WHAT YOU SHOULD DO
Match the string "pendant" against each line below, and copy every line that matches.

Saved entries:
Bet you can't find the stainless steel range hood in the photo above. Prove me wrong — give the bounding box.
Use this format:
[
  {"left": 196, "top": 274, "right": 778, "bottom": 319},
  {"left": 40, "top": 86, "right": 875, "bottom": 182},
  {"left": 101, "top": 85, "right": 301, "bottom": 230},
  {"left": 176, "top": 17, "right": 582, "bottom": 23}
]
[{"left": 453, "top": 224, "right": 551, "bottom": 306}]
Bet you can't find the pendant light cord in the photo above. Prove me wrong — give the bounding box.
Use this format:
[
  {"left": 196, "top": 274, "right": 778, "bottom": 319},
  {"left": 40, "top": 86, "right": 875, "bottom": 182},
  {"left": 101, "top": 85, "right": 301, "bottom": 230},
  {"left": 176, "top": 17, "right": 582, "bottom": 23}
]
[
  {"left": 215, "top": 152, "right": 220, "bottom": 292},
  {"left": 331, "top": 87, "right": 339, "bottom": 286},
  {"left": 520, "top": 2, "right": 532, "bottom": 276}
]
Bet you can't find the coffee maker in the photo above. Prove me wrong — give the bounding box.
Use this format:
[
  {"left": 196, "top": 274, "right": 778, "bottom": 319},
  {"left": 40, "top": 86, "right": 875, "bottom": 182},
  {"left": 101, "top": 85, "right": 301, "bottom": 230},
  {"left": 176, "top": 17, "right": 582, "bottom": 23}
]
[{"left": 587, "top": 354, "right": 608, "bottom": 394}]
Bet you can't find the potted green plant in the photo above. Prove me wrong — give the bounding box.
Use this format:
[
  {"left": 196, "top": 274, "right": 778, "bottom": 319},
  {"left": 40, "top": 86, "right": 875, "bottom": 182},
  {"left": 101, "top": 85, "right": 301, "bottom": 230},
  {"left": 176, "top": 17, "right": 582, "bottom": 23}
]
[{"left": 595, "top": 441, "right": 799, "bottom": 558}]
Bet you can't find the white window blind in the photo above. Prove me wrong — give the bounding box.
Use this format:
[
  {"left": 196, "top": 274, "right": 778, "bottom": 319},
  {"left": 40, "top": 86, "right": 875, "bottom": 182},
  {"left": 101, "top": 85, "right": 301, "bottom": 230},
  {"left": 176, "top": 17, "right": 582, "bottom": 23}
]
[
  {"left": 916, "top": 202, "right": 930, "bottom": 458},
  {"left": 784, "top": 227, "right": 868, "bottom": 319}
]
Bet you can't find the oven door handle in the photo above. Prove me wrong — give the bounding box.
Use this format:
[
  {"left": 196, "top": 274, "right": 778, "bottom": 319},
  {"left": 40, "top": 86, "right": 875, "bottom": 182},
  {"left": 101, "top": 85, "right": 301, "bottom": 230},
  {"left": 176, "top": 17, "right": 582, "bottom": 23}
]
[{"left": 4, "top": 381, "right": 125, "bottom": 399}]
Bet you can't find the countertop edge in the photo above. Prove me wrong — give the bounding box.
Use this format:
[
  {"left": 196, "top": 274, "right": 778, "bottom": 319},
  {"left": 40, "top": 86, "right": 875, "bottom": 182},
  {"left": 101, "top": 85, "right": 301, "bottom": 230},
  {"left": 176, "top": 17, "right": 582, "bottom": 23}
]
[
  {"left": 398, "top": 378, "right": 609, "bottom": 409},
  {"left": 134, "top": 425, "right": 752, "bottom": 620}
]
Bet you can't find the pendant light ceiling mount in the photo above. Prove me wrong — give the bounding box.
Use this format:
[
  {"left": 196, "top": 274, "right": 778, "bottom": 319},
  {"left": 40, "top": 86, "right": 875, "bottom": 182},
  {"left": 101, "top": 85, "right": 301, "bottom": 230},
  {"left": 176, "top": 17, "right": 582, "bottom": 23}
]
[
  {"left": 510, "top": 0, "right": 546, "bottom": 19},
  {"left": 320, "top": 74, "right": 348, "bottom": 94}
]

REPLY
Bet you can't find the pendant light cord in the photo above. Prove me wrong — give the bounding box.
Bet you can't find the pendant light ceiling mount in the photo above. Prove me wrong — give the bounding box.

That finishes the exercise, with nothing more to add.